Flavius Eutropius (–387) was a Roman official and historian. His book Breviarium Historiae Romanae summarizes events from the founding of Rome in the 8th century BC down to the author's lifetime. Appreciated by later generations for its clear presentation and writing style, the Breviarium can be used as a supplement to more comprehensive Roman historical texts that have survived in fragmentary condition.

==Life==
The exact background and birthplace of Eutropius is disputed. Some scholars claim he was born in Burdigala (Bordeaux) and was a man of medicine. Others, most notably Harold W. Bird, have dismissed these claims as being highly unlikely. Eutropius has been referred to as Italian in other sources and supposedly held estates in Asia. Aside from that, his name was Greek, making it unlikely he came from Gaul. Confusion about this has arisen because Eutropius was a popular name in late antiquity. Some believed him to have had Christian sympathies because in some manuscripts of his work he refers to Emperor Julian as an "excessive" persecutor of Christians, but this seems very unlikely. He was almost certainly a pagan and remained one under the emperor Julian's Christian successors.

He served as the imperial secretary (magister memoriae) in Constantinople. He accompanied Julian (r. 361–363) on his expedition against the Sassanids in 363. He survived at least as late as the reign of the emperor Valens (364–378), to whom he dedicated his Summary of Roman History. Eutropius may have been the same Eutropius that was proconsul, or Governor of Asia from 371 to 372. He may have also been the Praetorian Prefect of the Illyrian Provinces from 380 to 381, as well as possibly being a consul in 387.

---

> **TASK GOAL**
According to the text about Eutropius, why is it unlikely that he came from Gaul? Answer in one to three sentences. The data that comes next is separate material, not part of the text about Eutropius.

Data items
---

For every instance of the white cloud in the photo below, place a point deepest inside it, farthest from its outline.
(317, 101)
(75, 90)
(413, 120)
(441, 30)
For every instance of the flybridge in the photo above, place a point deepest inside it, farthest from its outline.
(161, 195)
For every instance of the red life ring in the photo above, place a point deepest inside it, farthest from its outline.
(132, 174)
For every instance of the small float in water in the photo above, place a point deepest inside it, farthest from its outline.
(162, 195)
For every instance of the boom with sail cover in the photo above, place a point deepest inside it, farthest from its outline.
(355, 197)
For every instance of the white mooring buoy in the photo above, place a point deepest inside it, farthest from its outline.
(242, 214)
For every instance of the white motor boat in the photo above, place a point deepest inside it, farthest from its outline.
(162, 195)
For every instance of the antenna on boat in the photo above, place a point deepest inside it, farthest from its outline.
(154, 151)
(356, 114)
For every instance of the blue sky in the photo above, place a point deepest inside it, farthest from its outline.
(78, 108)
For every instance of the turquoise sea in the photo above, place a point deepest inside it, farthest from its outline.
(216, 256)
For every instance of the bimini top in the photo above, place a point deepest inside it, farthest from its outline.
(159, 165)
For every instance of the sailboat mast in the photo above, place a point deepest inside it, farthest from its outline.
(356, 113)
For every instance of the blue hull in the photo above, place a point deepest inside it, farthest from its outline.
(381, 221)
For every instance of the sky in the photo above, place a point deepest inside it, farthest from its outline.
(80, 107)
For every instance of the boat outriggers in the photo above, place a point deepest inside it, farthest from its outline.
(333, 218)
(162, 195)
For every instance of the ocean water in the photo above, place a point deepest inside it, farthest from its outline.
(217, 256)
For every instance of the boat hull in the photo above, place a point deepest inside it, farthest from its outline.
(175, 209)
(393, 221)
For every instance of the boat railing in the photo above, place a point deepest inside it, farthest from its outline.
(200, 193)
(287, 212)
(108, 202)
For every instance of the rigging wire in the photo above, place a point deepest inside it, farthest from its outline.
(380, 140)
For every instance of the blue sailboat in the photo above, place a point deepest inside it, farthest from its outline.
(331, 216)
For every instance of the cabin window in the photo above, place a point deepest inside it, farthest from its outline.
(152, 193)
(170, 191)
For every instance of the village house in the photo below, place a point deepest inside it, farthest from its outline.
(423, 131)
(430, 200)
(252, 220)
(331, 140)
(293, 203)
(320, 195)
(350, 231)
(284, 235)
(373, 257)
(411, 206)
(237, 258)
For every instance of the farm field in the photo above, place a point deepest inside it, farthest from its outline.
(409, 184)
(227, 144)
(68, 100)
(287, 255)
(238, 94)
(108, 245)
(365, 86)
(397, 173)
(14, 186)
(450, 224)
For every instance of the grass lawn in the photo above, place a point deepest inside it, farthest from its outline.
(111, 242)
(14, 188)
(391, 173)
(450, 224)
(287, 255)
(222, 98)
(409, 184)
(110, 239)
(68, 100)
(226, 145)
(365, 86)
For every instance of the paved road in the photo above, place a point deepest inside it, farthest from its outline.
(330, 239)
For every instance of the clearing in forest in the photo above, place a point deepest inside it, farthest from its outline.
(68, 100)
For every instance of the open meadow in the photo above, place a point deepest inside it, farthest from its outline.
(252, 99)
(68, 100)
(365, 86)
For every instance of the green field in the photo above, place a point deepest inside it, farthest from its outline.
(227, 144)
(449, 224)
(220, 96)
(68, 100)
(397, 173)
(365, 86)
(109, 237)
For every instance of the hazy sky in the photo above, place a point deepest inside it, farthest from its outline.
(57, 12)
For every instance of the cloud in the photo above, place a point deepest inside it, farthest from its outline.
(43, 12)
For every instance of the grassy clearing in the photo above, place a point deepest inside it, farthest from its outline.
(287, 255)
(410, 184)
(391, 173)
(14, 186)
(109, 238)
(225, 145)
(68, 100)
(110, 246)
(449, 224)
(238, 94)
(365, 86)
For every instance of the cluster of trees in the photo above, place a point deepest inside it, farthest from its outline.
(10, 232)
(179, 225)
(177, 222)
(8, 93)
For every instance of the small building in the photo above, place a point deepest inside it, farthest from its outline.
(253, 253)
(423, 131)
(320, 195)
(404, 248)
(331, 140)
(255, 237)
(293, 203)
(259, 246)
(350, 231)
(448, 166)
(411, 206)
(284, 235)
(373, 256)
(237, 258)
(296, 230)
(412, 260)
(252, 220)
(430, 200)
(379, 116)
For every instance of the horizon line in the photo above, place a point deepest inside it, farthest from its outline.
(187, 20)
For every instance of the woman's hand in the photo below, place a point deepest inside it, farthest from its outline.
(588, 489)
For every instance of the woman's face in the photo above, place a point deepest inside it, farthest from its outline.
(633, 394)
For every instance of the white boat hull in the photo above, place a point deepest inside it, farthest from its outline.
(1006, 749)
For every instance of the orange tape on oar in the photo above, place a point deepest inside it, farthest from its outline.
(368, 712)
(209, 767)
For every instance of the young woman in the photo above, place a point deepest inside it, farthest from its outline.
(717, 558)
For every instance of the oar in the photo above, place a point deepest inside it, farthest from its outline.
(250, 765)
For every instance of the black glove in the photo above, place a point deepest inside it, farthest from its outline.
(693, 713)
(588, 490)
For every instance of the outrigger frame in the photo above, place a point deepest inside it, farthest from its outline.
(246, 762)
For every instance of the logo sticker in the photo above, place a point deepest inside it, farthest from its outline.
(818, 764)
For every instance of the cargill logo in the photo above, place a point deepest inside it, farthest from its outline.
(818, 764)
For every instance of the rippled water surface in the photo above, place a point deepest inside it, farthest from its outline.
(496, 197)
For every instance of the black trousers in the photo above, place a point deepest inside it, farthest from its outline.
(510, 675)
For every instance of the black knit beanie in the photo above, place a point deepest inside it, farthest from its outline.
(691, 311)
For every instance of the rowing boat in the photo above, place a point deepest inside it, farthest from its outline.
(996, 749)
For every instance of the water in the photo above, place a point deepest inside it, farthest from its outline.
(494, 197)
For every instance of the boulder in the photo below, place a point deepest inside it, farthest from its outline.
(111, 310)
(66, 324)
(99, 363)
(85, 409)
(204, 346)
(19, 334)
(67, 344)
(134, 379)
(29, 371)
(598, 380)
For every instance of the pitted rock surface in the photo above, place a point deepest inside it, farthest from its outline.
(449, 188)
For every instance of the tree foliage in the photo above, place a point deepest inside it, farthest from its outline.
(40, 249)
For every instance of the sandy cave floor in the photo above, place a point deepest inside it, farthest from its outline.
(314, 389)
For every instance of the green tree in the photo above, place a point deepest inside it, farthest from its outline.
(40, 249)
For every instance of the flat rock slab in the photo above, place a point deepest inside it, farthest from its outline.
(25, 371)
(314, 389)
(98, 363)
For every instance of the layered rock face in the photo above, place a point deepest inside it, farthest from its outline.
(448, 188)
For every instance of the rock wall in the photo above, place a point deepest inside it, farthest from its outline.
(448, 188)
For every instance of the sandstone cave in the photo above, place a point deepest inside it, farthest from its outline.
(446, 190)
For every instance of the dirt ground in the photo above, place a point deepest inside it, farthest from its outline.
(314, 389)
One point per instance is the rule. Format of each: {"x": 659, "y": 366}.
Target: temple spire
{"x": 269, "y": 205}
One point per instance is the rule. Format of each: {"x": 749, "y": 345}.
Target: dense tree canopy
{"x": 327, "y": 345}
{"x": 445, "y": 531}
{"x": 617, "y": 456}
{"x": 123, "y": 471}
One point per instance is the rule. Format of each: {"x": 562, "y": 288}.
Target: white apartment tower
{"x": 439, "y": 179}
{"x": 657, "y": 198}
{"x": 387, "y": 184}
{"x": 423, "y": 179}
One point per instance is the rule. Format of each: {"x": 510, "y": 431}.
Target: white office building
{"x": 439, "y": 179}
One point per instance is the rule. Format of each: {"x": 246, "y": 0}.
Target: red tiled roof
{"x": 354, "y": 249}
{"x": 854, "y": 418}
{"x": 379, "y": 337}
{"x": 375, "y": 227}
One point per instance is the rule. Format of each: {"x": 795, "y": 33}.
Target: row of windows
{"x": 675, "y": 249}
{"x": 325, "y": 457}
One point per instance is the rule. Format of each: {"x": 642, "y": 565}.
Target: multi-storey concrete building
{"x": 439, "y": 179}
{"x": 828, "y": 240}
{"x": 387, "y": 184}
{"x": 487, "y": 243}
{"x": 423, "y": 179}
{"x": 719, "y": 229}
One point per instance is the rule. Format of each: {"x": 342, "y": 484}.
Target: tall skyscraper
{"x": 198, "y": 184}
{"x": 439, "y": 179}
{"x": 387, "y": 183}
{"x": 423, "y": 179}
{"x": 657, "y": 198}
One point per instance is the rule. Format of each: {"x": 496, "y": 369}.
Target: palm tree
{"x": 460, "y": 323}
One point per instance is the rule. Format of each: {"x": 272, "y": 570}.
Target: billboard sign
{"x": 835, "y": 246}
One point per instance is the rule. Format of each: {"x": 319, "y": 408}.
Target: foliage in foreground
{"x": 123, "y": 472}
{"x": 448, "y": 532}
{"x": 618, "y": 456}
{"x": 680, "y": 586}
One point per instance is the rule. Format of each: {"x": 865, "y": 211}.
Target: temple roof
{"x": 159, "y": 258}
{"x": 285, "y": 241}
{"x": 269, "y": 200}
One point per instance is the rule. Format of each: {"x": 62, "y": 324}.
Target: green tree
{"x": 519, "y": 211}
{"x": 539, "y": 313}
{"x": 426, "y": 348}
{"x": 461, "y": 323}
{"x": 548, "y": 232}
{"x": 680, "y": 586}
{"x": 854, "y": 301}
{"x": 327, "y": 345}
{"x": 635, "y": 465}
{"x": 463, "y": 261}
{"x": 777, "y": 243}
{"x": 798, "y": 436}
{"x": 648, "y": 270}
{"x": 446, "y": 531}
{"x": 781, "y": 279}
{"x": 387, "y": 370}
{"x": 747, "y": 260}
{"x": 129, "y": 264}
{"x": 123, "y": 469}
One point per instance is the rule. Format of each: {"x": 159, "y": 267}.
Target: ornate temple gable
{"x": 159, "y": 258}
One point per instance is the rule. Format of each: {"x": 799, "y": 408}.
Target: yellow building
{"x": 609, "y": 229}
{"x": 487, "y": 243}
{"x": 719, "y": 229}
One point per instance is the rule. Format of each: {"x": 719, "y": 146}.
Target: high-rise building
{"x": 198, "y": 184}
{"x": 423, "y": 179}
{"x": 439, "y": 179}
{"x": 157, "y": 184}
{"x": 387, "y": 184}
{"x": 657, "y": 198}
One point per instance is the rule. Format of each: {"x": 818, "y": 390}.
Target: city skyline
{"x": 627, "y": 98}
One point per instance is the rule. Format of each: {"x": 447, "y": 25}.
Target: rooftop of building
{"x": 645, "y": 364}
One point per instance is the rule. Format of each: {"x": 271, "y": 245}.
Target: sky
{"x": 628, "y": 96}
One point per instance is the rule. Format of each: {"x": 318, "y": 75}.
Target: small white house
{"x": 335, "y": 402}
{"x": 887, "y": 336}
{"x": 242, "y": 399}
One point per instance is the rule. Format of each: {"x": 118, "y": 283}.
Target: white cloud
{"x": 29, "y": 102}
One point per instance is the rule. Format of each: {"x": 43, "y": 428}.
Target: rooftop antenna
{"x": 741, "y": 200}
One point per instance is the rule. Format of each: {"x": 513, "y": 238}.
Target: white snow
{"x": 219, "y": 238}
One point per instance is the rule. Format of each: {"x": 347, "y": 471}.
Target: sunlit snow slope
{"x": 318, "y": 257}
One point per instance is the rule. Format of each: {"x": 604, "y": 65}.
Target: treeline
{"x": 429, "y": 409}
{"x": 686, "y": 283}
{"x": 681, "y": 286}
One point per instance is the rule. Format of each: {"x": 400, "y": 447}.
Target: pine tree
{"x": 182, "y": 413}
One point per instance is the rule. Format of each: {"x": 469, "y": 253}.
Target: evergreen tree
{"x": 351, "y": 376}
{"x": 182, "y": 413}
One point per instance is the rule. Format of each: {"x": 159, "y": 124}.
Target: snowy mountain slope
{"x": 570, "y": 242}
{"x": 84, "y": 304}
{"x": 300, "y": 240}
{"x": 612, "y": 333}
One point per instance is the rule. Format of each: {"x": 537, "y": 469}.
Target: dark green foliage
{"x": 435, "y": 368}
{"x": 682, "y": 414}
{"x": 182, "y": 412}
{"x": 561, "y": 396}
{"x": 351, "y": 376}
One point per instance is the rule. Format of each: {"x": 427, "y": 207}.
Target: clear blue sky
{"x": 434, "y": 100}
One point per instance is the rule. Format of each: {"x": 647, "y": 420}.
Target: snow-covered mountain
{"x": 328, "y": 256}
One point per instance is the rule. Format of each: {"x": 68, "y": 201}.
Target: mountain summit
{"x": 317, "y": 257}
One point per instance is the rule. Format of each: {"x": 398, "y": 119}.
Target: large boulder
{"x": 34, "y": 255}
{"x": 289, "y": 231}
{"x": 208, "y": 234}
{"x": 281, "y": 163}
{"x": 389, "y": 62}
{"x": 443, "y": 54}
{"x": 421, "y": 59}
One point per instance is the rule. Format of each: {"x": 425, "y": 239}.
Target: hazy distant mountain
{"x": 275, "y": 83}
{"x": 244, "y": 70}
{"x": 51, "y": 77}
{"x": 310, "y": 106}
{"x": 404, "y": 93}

---

> **OUTPUT FOR THIS EXERCISE**
His name was Greek, which makes it unlikely that he came from Gaul.